### [Work required]
Output exactly the lines below, starting with the line that has "Target: concrete floor" and going on through the line that has "<point>345,351</point>", both included, and no other lines.

### [Stored dataset items]
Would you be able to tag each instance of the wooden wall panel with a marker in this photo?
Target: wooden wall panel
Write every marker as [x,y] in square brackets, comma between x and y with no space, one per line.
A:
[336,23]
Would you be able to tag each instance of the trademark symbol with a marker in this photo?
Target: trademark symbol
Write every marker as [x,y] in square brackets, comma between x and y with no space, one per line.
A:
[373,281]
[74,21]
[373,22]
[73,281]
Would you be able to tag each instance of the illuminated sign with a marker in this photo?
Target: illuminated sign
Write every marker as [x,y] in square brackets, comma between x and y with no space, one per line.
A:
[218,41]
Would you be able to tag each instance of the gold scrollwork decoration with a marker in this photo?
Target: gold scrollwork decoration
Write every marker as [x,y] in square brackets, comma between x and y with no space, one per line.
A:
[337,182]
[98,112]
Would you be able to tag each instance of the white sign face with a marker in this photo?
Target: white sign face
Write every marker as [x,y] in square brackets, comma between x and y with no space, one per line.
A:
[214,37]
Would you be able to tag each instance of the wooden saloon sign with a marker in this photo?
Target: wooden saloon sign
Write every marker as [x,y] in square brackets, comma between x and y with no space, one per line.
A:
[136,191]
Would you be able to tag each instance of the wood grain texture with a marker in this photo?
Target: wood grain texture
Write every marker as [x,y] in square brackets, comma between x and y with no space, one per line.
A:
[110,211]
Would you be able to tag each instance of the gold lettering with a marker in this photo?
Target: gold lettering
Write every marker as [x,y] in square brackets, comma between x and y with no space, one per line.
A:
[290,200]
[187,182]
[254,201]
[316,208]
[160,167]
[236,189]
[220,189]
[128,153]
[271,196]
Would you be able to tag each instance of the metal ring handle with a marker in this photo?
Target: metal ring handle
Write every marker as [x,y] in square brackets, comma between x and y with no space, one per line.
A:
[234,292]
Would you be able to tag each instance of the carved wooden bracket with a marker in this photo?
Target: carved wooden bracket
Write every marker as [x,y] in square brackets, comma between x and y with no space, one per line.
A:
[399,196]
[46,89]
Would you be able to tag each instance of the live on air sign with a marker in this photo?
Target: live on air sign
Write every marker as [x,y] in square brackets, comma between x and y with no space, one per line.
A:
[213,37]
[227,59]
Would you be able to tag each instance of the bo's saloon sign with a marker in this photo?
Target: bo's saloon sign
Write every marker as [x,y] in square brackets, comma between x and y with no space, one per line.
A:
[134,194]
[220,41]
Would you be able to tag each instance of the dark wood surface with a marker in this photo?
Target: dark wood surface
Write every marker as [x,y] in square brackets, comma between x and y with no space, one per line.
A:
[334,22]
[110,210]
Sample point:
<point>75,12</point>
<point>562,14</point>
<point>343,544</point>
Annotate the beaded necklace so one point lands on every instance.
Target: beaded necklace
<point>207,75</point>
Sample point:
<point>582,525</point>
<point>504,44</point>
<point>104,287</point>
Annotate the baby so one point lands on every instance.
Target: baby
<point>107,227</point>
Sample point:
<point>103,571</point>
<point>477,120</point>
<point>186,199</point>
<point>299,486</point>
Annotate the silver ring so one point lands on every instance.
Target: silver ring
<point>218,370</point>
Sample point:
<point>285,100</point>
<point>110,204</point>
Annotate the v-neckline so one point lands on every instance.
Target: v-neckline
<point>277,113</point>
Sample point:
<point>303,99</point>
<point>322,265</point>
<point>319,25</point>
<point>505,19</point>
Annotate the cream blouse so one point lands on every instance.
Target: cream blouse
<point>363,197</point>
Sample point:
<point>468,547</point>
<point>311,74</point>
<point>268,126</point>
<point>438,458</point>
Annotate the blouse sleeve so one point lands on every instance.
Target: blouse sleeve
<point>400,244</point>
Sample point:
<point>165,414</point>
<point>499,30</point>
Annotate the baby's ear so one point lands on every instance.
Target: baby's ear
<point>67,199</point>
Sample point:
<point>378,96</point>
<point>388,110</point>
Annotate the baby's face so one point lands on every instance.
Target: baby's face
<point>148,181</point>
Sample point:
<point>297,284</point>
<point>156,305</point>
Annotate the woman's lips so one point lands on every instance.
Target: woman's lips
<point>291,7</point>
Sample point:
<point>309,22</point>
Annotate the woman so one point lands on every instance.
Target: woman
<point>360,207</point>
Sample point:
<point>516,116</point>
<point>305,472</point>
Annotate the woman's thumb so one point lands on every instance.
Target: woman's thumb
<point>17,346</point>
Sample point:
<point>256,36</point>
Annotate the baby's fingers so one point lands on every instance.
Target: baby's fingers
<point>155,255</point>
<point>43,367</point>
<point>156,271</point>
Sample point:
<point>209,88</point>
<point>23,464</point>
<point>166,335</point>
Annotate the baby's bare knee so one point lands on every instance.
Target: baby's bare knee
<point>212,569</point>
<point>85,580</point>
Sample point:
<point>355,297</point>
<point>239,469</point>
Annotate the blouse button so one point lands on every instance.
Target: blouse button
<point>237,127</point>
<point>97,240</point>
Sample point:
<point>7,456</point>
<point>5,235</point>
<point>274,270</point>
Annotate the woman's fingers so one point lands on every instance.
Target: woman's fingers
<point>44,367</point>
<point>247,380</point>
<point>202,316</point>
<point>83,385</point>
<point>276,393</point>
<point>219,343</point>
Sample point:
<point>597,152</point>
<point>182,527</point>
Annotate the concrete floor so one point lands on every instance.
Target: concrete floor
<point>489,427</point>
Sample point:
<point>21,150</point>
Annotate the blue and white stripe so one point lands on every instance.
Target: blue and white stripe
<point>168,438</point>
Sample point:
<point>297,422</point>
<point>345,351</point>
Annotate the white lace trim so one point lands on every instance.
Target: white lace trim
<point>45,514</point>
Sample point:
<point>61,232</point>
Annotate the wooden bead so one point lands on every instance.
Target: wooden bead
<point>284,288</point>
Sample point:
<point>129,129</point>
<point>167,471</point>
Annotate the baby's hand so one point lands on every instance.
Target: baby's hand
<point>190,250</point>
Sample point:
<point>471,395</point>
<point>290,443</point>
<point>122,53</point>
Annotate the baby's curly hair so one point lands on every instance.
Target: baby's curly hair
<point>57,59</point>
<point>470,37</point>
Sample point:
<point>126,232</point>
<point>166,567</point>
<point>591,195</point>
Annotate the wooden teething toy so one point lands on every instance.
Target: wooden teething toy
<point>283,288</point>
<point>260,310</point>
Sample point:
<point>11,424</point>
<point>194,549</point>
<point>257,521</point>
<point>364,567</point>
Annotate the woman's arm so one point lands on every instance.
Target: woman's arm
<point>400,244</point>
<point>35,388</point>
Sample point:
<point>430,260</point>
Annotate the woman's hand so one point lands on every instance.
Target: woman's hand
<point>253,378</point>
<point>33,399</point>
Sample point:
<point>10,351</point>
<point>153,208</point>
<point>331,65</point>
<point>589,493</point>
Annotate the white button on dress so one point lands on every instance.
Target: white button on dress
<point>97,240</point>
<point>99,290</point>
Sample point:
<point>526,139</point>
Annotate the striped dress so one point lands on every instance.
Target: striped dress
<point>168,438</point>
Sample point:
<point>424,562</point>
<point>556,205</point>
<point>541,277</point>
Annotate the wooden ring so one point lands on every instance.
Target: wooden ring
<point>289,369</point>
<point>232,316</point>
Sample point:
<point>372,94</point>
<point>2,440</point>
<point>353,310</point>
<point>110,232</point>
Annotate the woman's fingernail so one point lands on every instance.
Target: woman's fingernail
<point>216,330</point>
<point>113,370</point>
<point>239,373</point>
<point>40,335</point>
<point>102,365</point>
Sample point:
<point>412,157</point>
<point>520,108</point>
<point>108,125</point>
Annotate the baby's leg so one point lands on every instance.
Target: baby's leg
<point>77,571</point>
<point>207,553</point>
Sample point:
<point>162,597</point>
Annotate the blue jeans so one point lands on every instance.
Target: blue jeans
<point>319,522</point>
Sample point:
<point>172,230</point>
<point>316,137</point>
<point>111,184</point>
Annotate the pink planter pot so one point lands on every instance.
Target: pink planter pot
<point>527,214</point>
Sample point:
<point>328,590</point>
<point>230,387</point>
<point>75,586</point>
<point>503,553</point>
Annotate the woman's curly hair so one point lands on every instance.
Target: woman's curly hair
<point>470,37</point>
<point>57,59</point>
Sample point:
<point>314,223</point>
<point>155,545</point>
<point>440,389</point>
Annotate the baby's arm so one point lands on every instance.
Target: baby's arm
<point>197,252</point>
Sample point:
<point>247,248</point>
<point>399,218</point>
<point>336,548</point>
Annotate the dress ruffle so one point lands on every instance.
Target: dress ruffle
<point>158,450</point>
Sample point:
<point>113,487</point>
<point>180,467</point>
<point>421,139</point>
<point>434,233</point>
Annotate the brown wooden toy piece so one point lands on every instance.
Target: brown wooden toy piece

### [Expected answer]
Target: concrete floor
<point>489,427</point>
Sample point:
<point>21,150</point>
Annotate the blue and white stripe so one point lands on every instance.
Target: blue and white stripe
<point>168,438</point>
Sample point:
<point>297,422</point>
<point>345,351</point>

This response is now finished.